* **PAGE EXTRACT**:

>> begin

# AC/Heater blower doesn't work!



## ballr (Jan 26, 2007)

I started my 2005 Pathfinder LS a few days ago and realized the blower wasnt' working at all. In the past it wouldn't work at first then just start working. Now it won't work at all. Any thoughts on what the problem is and how I can fix it myself???

Thanks!


----------



## IanH (Feb 11, 2003)

try the highest speed ???

If it works replace the resistor pack on the blower motor


----------



## ballr (Jan 26, 2007)

I have tried all of the speeds, turning it on and off, leaving on low for awhile, leaving it on high for awhile...nothing worked. The blower hasn't come back on.


----------



## Faja (Aug 31, 2009)

ballr said:


> I have tried all of the speeds, turning it on and off, leaving on low for awhile, leaving it on high for awhile...nothing worked. The blower hasn't come back on.


1. Check your fuses - under dash and engine bay
2. Test for power at the blower motor harness
3. Check the control switch

If everything checks out OK, your blower is probably toast.

>> end

* **PROBLEMS**:
1/ Translate this sentence from the thread about the broken blower into Spanish: "The blower hasn't come back on."
2/ In the thread about the broken blower, which vehicle does ballr say has the blower that stopped working?

* **GIVEN MATERIAL**:
>> begin

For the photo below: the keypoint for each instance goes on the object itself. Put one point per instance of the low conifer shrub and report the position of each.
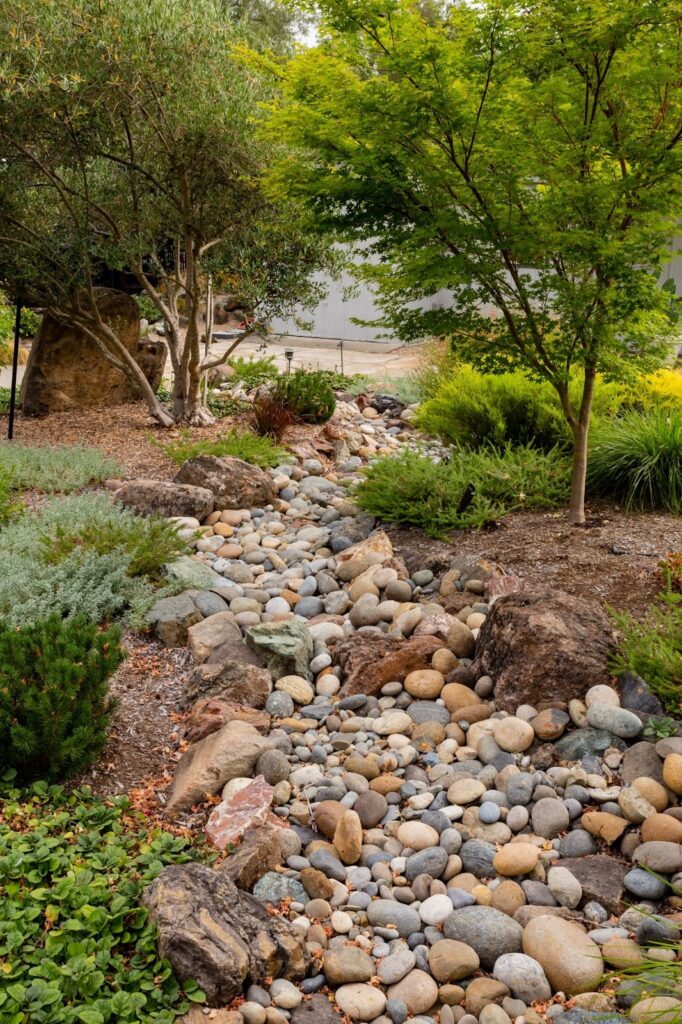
(54, 702)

>> end

* **OUTPUTS FOR THE TASKS**:
1/ El ventilador no ha vuelto a encenderse.

2/ A 2005 Pathfinder LS.